● **The task**: Rewrite the lines starting at the one that contains "segment --target flower" and stopping after the one that contains "48 L 169 38", with "flower bud" replaced by "blossom" and everything else left unchanged.

[Polygon annotations for photos]
+ + + + + + +

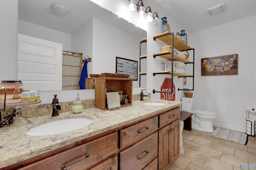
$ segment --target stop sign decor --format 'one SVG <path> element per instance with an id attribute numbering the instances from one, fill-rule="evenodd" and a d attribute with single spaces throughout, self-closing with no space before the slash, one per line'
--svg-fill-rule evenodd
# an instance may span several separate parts
<path id="1" fill-rule="evenodd" d="M 161 93 L 160 99 L 166 100 L 175 100 L 175 86 L 173 84 L 172 93 Z M 166 77 L 161 86 L 161 91 L 170 92 L 172 88 L 172 79 Z"/>

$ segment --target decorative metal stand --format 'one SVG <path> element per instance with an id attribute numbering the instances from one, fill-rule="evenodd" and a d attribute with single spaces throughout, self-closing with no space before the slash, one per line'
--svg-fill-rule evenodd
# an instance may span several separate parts
<path id="1" fill-rule="evenodd" d="M 246 134 L 255 136 L 255 121 L 250 119 L 250 111 L 246 110 Z"/>

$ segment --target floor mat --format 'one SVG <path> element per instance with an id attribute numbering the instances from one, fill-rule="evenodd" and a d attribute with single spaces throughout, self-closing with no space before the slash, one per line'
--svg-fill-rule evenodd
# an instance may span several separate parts
<path id="1" fill-rule="evenodd" d="M 212 136 L 218 138 L 232 141 L 243 145 L 246 145 L 248 135 L 245 133 L 218 127 L 212 133 Z"/>

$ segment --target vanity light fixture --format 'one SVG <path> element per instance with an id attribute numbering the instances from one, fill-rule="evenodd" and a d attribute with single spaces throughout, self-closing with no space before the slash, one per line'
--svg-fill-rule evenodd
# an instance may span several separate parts
<path id="1" fill-rule="evenodd" d="M 139 5 L 140 2 L 140 5 Z M 138 8 L 137 9 L 139 16 L 140 17 L 144 17 L 144 15 L 145 14 L 145 8 L 144 8 L 143 2 L 142 0 L 140 0 L 139 2 L 138 2 L 138 6 L 139 6 Z"/>
<path id="2" fill-rule="evenodd" d="M 137 5 L 136 4 L 135 0 L 130 0 L 128 9 L 131 11 L 135 11 L 137 9 Z"/>
<path id="3" fill-rule="evenodd" d="M 159 26 L 160 25 L 160 20 L 157 12 L 155 12 L 152 14 L 151 8 L 150 6 L 148 6 L 145 10 L 144 5 L 142 0 L 139 0 L 138 4 L 136 4 L 135 0 L 128 0 L 130 1 L 128 6 L 128 9 L 131 11 L 134 11 L 135 8 L 137 8 L 137 11 L 138 12 L 138 16 L 140 17 L 144 17 L 145 14 L 147 14 L 146 17 L 146 21 L 148 22 L 151 22 L 154 19 L 154 26 Z M 154 16 L 154 15 L 156 15 Z"/>
<path id="4" fill-rule="evenodd" d="M 155 16 L 154 15 L 156 14 Z M 159 20 L 159 18 L 158 15 L 157 14 L 157 12 L 155 12 L 153 14 L 153 18 L 154 18 L 154 26 L 159 26 L 160 25 L 160 20 Z"/>
<path id="5" fill-rule="evenodd" d="M 59 3 L 52 4 L 51 7 L 54 13 L 58 15 L 66 15 L 70 12 L 70 10 L 68 7 Z"/>
<path id="6" fill-rule="evenodd" d="M 149 8 L 148 10 L 148 9 Z M 146 13 L 147 14 L 147 15 L 146 16 L 146 21 L 148 22 L 151 22 L 153 21 L 153 15 L 152 15 L 152 11 L 151 11 L 151 8 L 150 6 L 148 6 L 146 8 Z"/>

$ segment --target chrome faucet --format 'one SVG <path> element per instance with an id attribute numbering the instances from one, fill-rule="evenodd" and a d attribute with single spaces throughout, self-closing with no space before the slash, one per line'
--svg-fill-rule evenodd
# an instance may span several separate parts
<path id="1" fill-rule="evenodd" d="M 144 100 L 143 100 L 143 97 L 148 97 L 148 96 L 146 94 L 144 94 L 143 93 L 143 90 L 146 90 L 146 89 L 143 89 L 141 90 L 141 91 L 140 92 L 140 101 L 144 101 Z"/>
<path id="2" fill-rule="evenodd" d="M 52 99 L 52 116 L 59 115 L 59 111 L 61 109 L 61 107 L 59 105 L 59 100 L 57 98 L 57 94 L 54 94 L 54 98 Z"/>

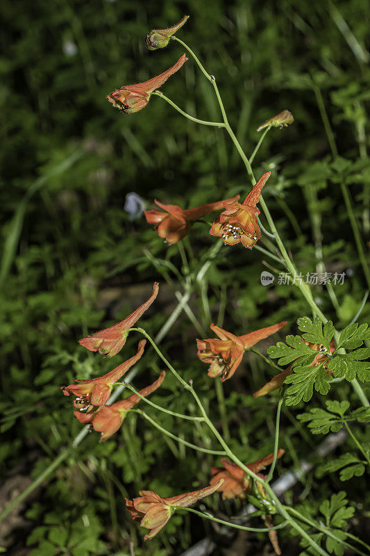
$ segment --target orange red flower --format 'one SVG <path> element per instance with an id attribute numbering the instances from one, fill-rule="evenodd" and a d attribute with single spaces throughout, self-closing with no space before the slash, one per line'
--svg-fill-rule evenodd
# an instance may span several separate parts
<path id="1" fill-rule="evenodd" d="M 197 339 L 198 357 L 203 363 L 210 364 L 209 377 L 221 377 L 221 382 L 224 382 L 231 378 L 240 365 L 244 350 L 268 338 L 287 324 L 286 320 L 282 320 L 277 325 L 261 328 L 243 336 L 235 336 L 219 326 L 211 325 L 212 330 L 219 338 Z"/>
<path id="2" fill-rule="evenodd" d="M 140 491 L 140 497 L 133 500 L 126 499 L 127 509 L 133 519 L 140 521 L 142 527 L 151 530 L 144 537 L 144 540 L 146 541 L 148 539 L 153 539 L 165 527 L 177 508 L 192 506 L 205 496 L 213 494 L 223 482 L 224 480 L 221 479 L 211 486 L 169 498 L 161 498 L 153 491 Z"/>
<path id="3" fill-rule="evenodd" d="M 284 453 L 284 450 L 278 450 L 277 459 L 280 458 Z M 246 467 L 262 477 L 262 475 L 259 472 L 268 465 L 271 465 L 273 459 L 274 454 L 269 454 L 268 456 L 262 457 L 261 459 L 257 459 L 255 461 L 249 464 Z M 220 479 L 224 479 L 224 482 L 217 489 L 219 492 L 222 493 L 222 498 L 226 500 L 238 498 L 244 500 L 246 498 L 252 486 L 251 477 L 244 469 L 233 461 L 222 458 L 221 463 L 224 467 L 214 466 L 212 468 L 213 477 L 210 481 L 210 484 L 216 484 Z"/>
<path id="4" fill-rule="evenodd" d="M 194 206 L 194 208 L 184 210 L 176 204 L 164 204 L 159 201 L 154 202 L 162 211 L 145 211 L 145 218 L 149 224 L 154 224 L 158 229 L 158 236 L 164 238 L 168 243 L 176 243 L 183 239 L 190 229 L 190 222 L 197 220 L 206 216 L 212 211 L 221 208 L 226 202 L 237 201 L 239 195 L 226 199 L 226 201 L 217 201 L 215 203 Z"/>
<path id="5" fill-rule="evenodd" d="M 313 361 L 308 365 L 309 367 L 317 367 L 318 365 L 321 365 L 323 363 L 323 368 L 326 370 L 327 373 L 330 373 L 328 371 L 328 355 L 327 354 L 328 352 L 324 345 L 320 343 L 312 343 L 311 342 L 308 342 L 307 340 L 303 340 L 302 338 L 302 341 L 304 342 L 306 345 L 308 345 L 311 350 L 314 350 L 316 352 L 319 352 L 319 353 L 316 355 Z M 329 348 L 330 348 L 330 352 L 333 353 L 334 350 L 335 349 L 335 345 L 334 343 L 334 340 L 332 340 L 329 344 Z M 326 352 L 323 353 L 323 352 Z M 298 358 L 299 359 L 299 358 Z M 296 359 L 296 361 L 297 361 Z M 285 380 L 286 377 L 291 375 L 293 372 L 292 368 L 294 363 L 294 361 L 289 365 L 289 367 L 287 367 L 282 373 L 279 373 L 278 375 L 275 375 L 271 380 L 266 383 L 262 388 L 255 392 L 253 394 L 254 398 L 260 398 L 261 395 L 266 395 L 266 394 L 269 394 L 270 392 L 274 392 L 274 390 L 278 390 L 278 389 L 280 388 L 283 384 L 284 384 L 284 381 Z"/>
<path id="6" fill-rule="evenodd" d="M 106 328 L 104 330 L 99 330 L 99 332 L 95 332 L 87 338 L 83 338 L 82 340 L 78 341 L 78 343 L 90 352 L 99 351 L 106 357 L 112 357 L 116 355 L 125 345 L 130 328 L 133 327 L 143 313 L 150 307 L 158 295 L 158 282 L 154 282 L 153 293 L 136 311 L 128 315 L 124 320 L 121 320 L 120 322 L 110 326 L 109 328 Z"/>
<path id="7" fill-rule="evenodd" d="M 107 99 L 115 108 L 119 108 L 126 114 L 139 112 L 140 110 L 145 108 L 153 91 L 162 85 L 170 76 L 178 72 L 187 60 L 186 56 L 183 54 L 176 64 L 160 75 L 143 83 L 137 83 L 135 85 L 124 85 L 119 89 L 107 95 Z"/>
<path id="8" fill-rule="evenodd" d="M 222 238 L 226 245 L 242 243 L 245 247 L 252 249 L 261 237 L 261 231 L 257 217 L 260 211 L 257 203 L 260 201 L 261 190 L 271 175 L 267 172 L 253 186 L 242 204 L 225 201 L 225 211 L 215 220 L 210 230 L 211 236 Z"/>
<path id="9" fill-rule="evenodd" d="M 162 371 L 157 380 L 149 386 L 139 390 L 139 393 L 145 397 L 154 392 L 162 384 L 165 376 L 165 372 L 164 370 Z M 97 432 L 101 432 L 100 441 L 103 442 L 104 440 L 110 438 L 115 432 L 117 432 L 127 413 L 130 409 L 132 409 L 134 405 L 138 404 L 141 398 L 137 394 L 133 394 L 124 400 L 121 400 L 119 402 L 115 402 L 110 405 L 106 405 L 99 413 L 87 415 L 86 414 L 74 411 L 74 415 L 80 423 L 91 423 L 94 430 Z"/>
<path id="10" fill-rule="evenodd" d="M 146 46 L 149 50 L 157 50 L 158 48 L 165 48 L 169 42 L 169 38 L 172 37 L 178 29 L 181 28 L 187 19 L 189 15 L 184 15 L 180 22 L 172 27 L 167 29 L 153 29 L 146 35 Z"/>
<path id="11" fill-rule="evenodd" d="M 128 369 L 133 366 L 144 353 L 144 348 L 146 341 L 142 340 L 136 355 L 125 361 L 115 369 L 107 373 L 102 377 L 91 378 L 87 380 L 78 380 L 78 384 L 69 384 L 61 386 L 60 390 L 65 395 L 75 395 L 74 407 L 80 411 L 87 414 L 96 413 L 99 407 L 104 406 L 109 399 L 112 388 L 115 382 L 124 376 Z"/>

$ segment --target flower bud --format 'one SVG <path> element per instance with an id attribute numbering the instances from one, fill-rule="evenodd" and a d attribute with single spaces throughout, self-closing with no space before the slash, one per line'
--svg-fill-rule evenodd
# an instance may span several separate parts
<path id="1" fill-rule="evenodd" d="M 293 114 L 289 110 L 283 110 L 280 114 L 277 114 L 274 117 L 271 117 L 260 127 L 257 128 L 258 131 L 264 129 L 266 127 L 286 127 L 294 121 Z"/>
<path id="2" fill-rule="evenodd" d="M 149 50 L 157 50 L 158 48 L 165 48 L 169 38 L 180 29 L 189 19 L 189 15 L 184 15 L 180 22 L 176 25 L 169 27 L 167 29 L 153 29 L 146 35 L 146 46 Z"/>

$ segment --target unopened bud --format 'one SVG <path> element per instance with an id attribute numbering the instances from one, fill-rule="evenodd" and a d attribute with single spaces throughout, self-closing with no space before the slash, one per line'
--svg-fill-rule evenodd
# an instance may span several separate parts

+ + + + + + +

● **Response below**:
$ segment --target blossom --format 'one SVG <path> element per instance with an id attribute numbering the instances from one, fill-rule="evenodd" and a d attribute with single spaces throughout, self-closing with no space before the slash, one per line'
--svg-fill-rule evenodd
# an instance may span several separate parts
<path id="1" fill-rule="evenodd" d="M 293 114 L 289 110 L 283 110 L 280 114 L 277 114 L 274 117 L 271 117 L 260 127 L 257 128 L 258 131 L 264 129 L 266 127 L 286 127 L 294 121 Z"/>
<path id="2" fill-rule="evenodd" d="M 149 50 L 157 50 L 158 48 L 165 48 L 169 38 L 180 29 L 189 19 L 189 15 L 184 15 L 180 22 L 176 25 L 169 27 L 167 29 L 153 29 L 146 35 L 146 46 Z"/>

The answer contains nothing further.